:: TASK DESCRIPTION ::
Copy every one of the rows below verbatim, keeping each line unchanged.

──────── EXCERPTED RECORDS ────────

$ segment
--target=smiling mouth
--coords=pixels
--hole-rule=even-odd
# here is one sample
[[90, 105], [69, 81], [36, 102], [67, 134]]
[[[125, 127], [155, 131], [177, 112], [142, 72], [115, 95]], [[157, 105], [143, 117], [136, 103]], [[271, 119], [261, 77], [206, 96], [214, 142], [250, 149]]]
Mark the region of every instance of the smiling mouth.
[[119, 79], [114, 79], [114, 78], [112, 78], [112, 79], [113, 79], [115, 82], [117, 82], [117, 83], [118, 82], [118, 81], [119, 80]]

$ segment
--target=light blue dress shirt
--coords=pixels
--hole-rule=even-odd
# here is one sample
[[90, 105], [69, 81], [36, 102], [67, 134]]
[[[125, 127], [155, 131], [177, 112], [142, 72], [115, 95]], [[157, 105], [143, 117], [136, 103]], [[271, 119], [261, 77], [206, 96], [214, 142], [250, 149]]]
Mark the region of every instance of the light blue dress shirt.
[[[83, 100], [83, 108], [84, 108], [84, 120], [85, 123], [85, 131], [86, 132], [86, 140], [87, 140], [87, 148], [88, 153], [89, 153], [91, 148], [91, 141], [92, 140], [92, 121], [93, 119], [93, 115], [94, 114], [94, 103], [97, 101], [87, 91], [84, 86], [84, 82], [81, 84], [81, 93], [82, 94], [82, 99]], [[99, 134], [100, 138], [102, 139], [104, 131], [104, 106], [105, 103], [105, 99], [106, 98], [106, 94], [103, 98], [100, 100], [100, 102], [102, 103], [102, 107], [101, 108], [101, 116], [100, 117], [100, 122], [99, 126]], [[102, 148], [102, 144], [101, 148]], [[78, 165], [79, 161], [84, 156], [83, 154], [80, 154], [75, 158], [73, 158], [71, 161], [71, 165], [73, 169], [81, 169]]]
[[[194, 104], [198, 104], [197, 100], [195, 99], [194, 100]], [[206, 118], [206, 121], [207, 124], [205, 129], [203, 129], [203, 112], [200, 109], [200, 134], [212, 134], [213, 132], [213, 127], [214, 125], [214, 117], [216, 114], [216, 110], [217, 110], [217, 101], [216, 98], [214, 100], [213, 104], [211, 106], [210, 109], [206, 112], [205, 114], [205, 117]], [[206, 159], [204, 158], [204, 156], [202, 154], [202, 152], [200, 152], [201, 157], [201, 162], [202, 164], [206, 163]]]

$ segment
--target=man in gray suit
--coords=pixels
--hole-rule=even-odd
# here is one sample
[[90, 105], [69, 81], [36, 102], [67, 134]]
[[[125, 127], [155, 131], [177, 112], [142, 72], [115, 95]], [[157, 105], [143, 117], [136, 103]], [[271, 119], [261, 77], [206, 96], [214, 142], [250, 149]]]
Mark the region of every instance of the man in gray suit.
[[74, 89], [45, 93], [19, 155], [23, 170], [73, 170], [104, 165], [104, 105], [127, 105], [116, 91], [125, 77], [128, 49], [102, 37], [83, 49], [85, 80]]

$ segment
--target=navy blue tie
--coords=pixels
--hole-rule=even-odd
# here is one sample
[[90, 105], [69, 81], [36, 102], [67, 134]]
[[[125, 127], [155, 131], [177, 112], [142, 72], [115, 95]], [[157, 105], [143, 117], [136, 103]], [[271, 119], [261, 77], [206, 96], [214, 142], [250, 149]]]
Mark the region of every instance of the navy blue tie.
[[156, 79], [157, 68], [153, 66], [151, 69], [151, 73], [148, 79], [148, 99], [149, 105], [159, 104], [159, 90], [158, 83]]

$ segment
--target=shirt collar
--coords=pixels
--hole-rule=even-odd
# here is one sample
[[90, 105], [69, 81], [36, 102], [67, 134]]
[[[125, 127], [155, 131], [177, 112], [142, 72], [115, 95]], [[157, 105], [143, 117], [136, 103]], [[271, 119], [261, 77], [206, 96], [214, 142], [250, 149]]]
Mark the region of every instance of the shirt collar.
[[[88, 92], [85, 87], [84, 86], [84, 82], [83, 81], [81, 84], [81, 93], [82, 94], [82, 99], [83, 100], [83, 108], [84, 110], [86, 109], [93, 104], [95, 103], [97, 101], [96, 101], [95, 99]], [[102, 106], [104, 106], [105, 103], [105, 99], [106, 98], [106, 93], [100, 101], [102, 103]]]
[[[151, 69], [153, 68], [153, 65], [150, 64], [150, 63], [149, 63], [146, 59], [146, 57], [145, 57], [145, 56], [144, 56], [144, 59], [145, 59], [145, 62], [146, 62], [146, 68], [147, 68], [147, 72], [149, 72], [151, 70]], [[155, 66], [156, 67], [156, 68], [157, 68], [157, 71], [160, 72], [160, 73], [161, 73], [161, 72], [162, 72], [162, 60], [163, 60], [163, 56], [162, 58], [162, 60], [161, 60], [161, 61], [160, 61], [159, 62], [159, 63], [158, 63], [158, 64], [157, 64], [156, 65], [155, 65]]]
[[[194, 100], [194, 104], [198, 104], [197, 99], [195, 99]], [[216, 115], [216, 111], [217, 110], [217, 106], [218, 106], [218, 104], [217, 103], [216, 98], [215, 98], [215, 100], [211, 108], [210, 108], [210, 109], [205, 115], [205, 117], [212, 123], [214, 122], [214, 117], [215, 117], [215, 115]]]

────────

:: SOLVED PROBLEM ::
$ segment
--target=smiling mouth
--coords=pixels
--hole-rule=even-odd
# here is one sample
[[90, 105], [69, 81], [36, 102], [67, 134]]
[[[125, 127], [155, 131], [177, 112], [142, 72], [115, 95]], [[157, 105], [143, 117], [136, 103]], [[271, 119], [261, 77], [206, 96], [214, 142], [250, 149]]]
Mark the region of every instance of the smiling mouth.
[[119, 79], [114, 79], [114, 78], [112, 78], [112, 79], [113, 79], [115, 82], [117, 82], [117, 83], [118, 82], [118, 81], [119, 80]]

$ segment
--target=light blue dress shirt
--coords=pixels
--hole-rule=even-odd
# here is one sample
[[90, 105], [69, 81], [36, 102], [67, 134]]
[[[125, 127], [155, 131], [177, 112], [142, 72], [115, 95]], [[157, 105], [143, 117], [136, 103]], [[271, 119], [261, 77], [206, 96], [214, 142], [250, 149]]]
Mark the region of every instance of the light blue dress shirt.
[[[83, 100], [83, 108], [84, 108], [84, 120], [85, 123], [85, 131], [86, 132], [86, 140], [87, 140], [87, 148], [88, 153], [89, 153], [91, 148], [91, 141], [92, 140], [92, 121], [93, 119], [93, 115], [94, 114], [94, 103], [97, 101], [87, 91], [84, 86], [84, 82], [81, 84], [81, 93], [82, 94], [82, 99]], [[99, 134], [100, 138], [102, 139], [104, 131], [104, 106], [105, 103], [105, 99], [106, 98], [106, 94], [103, 98], [100, 100], [100, 102], [102, 103], [102, 107], [101, 108], [101, 116], [100, 117], [100, 122], [99, 126]], [[102, 148], [102, 144], [101, 148]], [[78, 165], [79, 161], [84, 156], [83, 154], [80, 154], [75, 158], [73, 158], [71, 161], [71, 165], [73, 169], [81, 169]]]
[[[194, 104], [198, 104], [197, 100], [195, 99], [194, 100]], [[206, 118], [206, 121], [207, 124], [205, 129], [203, 129], [203, 112], [200, 109], [200, 134], [212, 134], [213, 132], [213, 127], [214, 125], [214, 117], [216, 114], [216, 110], [217, 110], [217, 101], [216, 98], [214, 100], [213, 104], [211, 106], [210, 109], [206, 112], [205, 114], [205, 117]], [[206, 159], [204, 158], [204, 156], [202, 154], [202, 152], [200, 152], [201, 157], [201, 162], [202, 164], [206, 163]]]

$ segment
--target=man in gray suit
--coords=pixels
--hole-rule=even-odd
# here is one sample
[[90, 105], [69, 81], [36, 102], [67, 134]]
[[[125, 127], [155, 131], [177, 112], [142, 72], [115, 95]], [[157, 105], [143, 117], [136, 103]], [[271, 119], [261, 77], [206, 96], [214, 142], [250, 149]]]
Mark the region of every instance of the man in gray suit.
[[74, 89], [45, 93], [19, 155], [23, 170], [73, 170], [104, 165], [104, 105], [127, 105], [116, 91], [125, 77], [128, 49], [102, 37], [83, 49], [85, 80]]

$ segment
--target=navy blue tie
--coords=pixels
--hole-rule=even-odd
# here is one sample
[[90, 105], [69, 81], [36, 102], [67, 134]]
[[[125, 127], [155, 131], [177, 112], [142, 72], [115, 95]], [[157, 105], [143, 117], [136, 103]], [[271, 119], [261, 77], [206, 96], [214, 142], [250, 149]]]
Mark the region of every instance of the navy blue tie.
[[156, 79], [157, 68], [153, 66], [151, 69], [151, 73], [148, 79], [148, 99], [149, 105], [159, 104], [159, 90], [158, 83]]

$ segment
--target=shirt collar
--coords=pixels
--hole-rule=even-odd
# here is one sample
[[90, 105], [69, 81], [36, 102], [67, 134]]
[[[125, 127], [155, 131], [177, 112], [142, 72], [115, 95]], [[157, 105], [143, 117], [136, 103]], [[271, 119], [261, 77], [206, 96], [214, 142], [250, 149]]]
Mark the region of every instance of the shirt collar.
[[[88, 92], [85, 87], [84, 86], [84, 82], [83, 81], [81, 84], [81, 93], [82, 94], [82, 99], [83, 100], [83, 108], [84, 110], [86, 109], [93, 104], [95, 103], [97, 101], [96, 101], [95, 99]], [[102, 106], [104, 106], [105, 103], [105, 99], [106, 98], [106, 93], [100, 101], [102, 103]]]
[[[151, 69], [153, 68], [153, 65], [150, 64], [150, 63], [149, 63], [146, 59], [146, 57], [145, 57], [145, 56], [144, 56], [144, 59], [145, 59], [145, 62], [146, 62], [146, 68], [147, 68], [147, 72], [149, 72], [151, 70]], [[155, 66], [156, 67], [156, 68], [157, 68], [157, 71], [160, 72], [160, 73], [161, 73], [161, 72], [162, 72], [162, 60], [163, 60], [163, 56], [162, 58], [162, 60], [161, 60], [161, 61], [160, 61], [159, 62], [159, 63], [158, 63], [158, 64], [157, 64], [156, 65], [155, 65]]]
[[[194, 100], [194, 104], [198, 104], [197, 99], [195, 99]], [[216, 115], [216, 111], [217, 110], [217, 106], [218, 106], [218, 104], [217, 103], [216, 98], [215, 98], [215, 100], [211, 108], [210, 108], [210, 109], [205, 115], [205, 117], [212, 123], [214, 122], [214, 117], [215, 117], [215, 115]]]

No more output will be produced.